Which lines in the items below contain the word "white"? Pull out each of those lines and copy it.

__THE RECORDS__:

>>

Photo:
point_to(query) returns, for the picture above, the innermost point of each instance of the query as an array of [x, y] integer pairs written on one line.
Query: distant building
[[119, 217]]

<<
>>

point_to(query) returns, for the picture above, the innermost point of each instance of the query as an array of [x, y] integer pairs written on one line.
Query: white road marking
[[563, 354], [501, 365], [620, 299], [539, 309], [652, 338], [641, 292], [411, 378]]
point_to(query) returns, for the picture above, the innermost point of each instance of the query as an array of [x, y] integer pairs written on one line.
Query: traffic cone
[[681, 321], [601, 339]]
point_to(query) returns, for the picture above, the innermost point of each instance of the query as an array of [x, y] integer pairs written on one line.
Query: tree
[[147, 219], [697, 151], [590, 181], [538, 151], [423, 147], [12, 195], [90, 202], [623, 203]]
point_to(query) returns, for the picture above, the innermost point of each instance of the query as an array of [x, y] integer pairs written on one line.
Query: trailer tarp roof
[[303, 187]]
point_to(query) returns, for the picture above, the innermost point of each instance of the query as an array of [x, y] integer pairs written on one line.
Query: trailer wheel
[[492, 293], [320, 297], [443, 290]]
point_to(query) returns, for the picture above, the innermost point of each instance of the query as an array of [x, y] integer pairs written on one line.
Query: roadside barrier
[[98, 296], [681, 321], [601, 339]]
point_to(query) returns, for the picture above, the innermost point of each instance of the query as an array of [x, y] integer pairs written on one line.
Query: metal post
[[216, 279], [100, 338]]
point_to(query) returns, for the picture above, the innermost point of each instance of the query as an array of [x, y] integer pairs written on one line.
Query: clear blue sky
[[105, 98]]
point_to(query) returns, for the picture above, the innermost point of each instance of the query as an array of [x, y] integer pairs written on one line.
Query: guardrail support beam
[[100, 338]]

<<
>>

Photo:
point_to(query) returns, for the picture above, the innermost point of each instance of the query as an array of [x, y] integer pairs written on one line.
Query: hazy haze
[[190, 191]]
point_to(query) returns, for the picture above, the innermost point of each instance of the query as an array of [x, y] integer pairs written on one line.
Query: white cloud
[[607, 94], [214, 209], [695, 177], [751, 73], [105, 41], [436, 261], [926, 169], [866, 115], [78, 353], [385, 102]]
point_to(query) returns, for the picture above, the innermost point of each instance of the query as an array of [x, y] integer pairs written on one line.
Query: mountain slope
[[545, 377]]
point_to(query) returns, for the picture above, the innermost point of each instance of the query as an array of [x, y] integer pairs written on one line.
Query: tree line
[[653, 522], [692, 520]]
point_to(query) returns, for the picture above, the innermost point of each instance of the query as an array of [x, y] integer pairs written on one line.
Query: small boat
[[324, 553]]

<<

__ANSWER FOR THIS EXERCISE__:
Query: white road marking
Query: white cloud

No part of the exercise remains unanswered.